* [TEXT SECTION]
▶
That awesome and humbling duty befalls historians.
That said, this writer has experienced how much information is lost from as little as one-hundred, even fifty years ago, unless historians preserve it for the future. In today’s digital world, that information is no longer in danger of being forgotten.
Even these small articles about hydrogen and fuel cell history took many hours of investigating, and still, you may wish for more information.
Every nuance of history is a priceless treasure. We must treat it with reverence.
Heat and light for human habitation have been available in various forms for quite a long time. Beasts of burden carried people and goods from place to place for millennia. However, having an alternative to animals doing the heavy work for humans, did become a serious pursuit during the middle ages. What could move faster than man or beast? The imaginative Roger Bacon (1220 – 1292) also known as Doctor Mirabilis, wrote about “wagons which move with unbelievable speed without draft animals.” Of course, that was a long time coming.
A brief foray into the early history of engines, motors, and ‘autos mobilis’ (‘self-moving’ from Greek and Latin) will suffice to refresh our memory. Let’s skip steam-power; engines and motors are of interest at this time and for this sequence of articles. Also, a few dates important to this topic will follow to illustrate how slowly science and technology progressed in previous centuries, and how rapidly –comparatively– progress comes during our lifetime.
At the 1986 Canadian International Auto Show in Toronto, I picked up the pamphlet depicted below, and for thirty years, I have followed hydrogen related news from every available source at every opportunity. It also got me interested in its history.
Obviously, the reports in hydrogencarsnow.com cover mostly the present; the emphasis is on news; for that reason, I am undertaking to ‘connect the new with the old’. (The extensive picture series of ‘antique’ FCVs on this website won me over.)
I recently had the good fortune of receiving an invitation to a fuel cell seminar /workshop at the Hydrogenics Corporation in Toronto. (Separate article to follow.) This gave me a first-hand look at the state of the art in the fuel cell industry and the hydrogen economy. Hydrogenics is one of the major Canadian ‘all under one roof’ hydrogen research, production and testing firms; another one is Ballard Power Systems. Hydrogenics develops fuel cells for a variety of applications for General Motors and other companies. Having driven all manner of fuel cell vehicles at Hydrogenics’ headquarters, I can say, “been there, done that, got the T-shirt”. In spite of my preoccupation with vehicles, I will not neglect historical information about the other types of fuel cells, where relevant; Hydrogenics offered a glimpse at them as well. A great variety of fuel cell are being investigated and tested; hydrogen can be used in liquid or gas form, it can power IC engines or F-cells.
Much of the detailed information of the automotive pioneers’ daily progress, or struggles has been lost. Personal experience in researching the history of a rare 1902 ‘auto-buggy’ for a nearby museum has revealed this as extremely difficult. I caution readers to be aware that some dates you may find here could differ from your own knowledge. You will stumble across an example or two of this later on. I would be grateful for having my data enhanced with new pieces of evidence.
◀
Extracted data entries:
▶
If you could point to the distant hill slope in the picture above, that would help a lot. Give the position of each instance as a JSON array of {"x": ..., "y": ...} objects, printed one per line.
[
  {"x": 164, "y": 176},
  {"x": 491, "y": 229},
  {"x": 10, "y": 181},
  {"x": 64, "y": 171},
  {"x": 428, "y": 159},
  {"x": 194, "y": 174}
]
◀
* [WHAT THIS EXERCISE ASKS]
1 – List every company that the hydrogen history article names.
2 – Please say whether each statement agrees with the hydrogen history article, answering yes or no and quoting the words of the article that decide it. (a) The author picked up a pamphlet at an auto show in Toronto in 1986. (b) The author intends to cover steam-power in this sequence of articles. (c) Ballard Power Systems develops fuel cells for General Motors.
3 – Carry on writing the hydrogen history article from the point where it stops.

* [TASK RESPONSES]
1 – Hydrogenics Corporation, Ballard Power Systems, General Motors

2 –
(a) Yes: "At the 1986 Canadian International Auto Show in Toronto, I picked up the pamphlet depicted below"
(b) No: "Let’s skip steam-power"
(c) No: "Hydrogenics develops fuel cells for a variety of applications for General Motors and other companies."

3 –
The information age has helped immeasurably to bring together bits of data from a diversity of resources. This in itself creates the possibility of obtaining conflicting results. You will find instances of this as we go on. Nonetheless, the internet makes it infinitely more efficient to assemble a series such as this, without spending tedious days at a library.
Most fuel cell information is only a few decades old. A seemingly new invention, the fuel cell is actually older than the battery as we know it. Moreover, hydrogen as a fuel was used long before petroleum, at the time when pioneers experimented to harness the power of coal dust and other previously unknown forms of energy; Steam engines and internal combustion engines (ICE) were first tried in the 1600s.
The early scientist Robert Boyle published information in 1671 about “flammable air” [gas] that originates when metals are exposed to acid; Today, that’s high school chemistry 101. Four hundred years ago, it was a scientific breakthrough. Christian Huygens, a Dutch physicist, is credited with having sketched an internal combustion engine in 1680, but he never built one.
Henry Cavendish isolated and extensively studied hydrogen around 1766. About twenty years later, Antoine Lavoisier split molecules of water into hydrogen and oxygen and then recombined them to make water again. (Additional research and information into this would go beyond the scope of this history article.)
Cavendish’s apparatus for making and collecting hydrogen
French-born officer Francois Isaac de Rivaz retired to Switzerland after his term of duty and at first experimented with steam-powered vehicles. In 1807, he fashioned a combustion engine and mixed various gasses to explore their combustibility. Rivaz used a mix of coal gas, air, and hydrogen for his experiments. Kevin Kantola already inserted an illustration of Rivaz’s engine and vehicle on this website – you will find it at the ‘History of Hydrogen Cars’.
There you have it, the earliest use of hydrogen as a fuel and the first hydrogen-powered vehicle. – WOW! In 1807! — Have a look at the picture at the bottom of this page. That was four-hundred+ years ago, and we are still experimenting.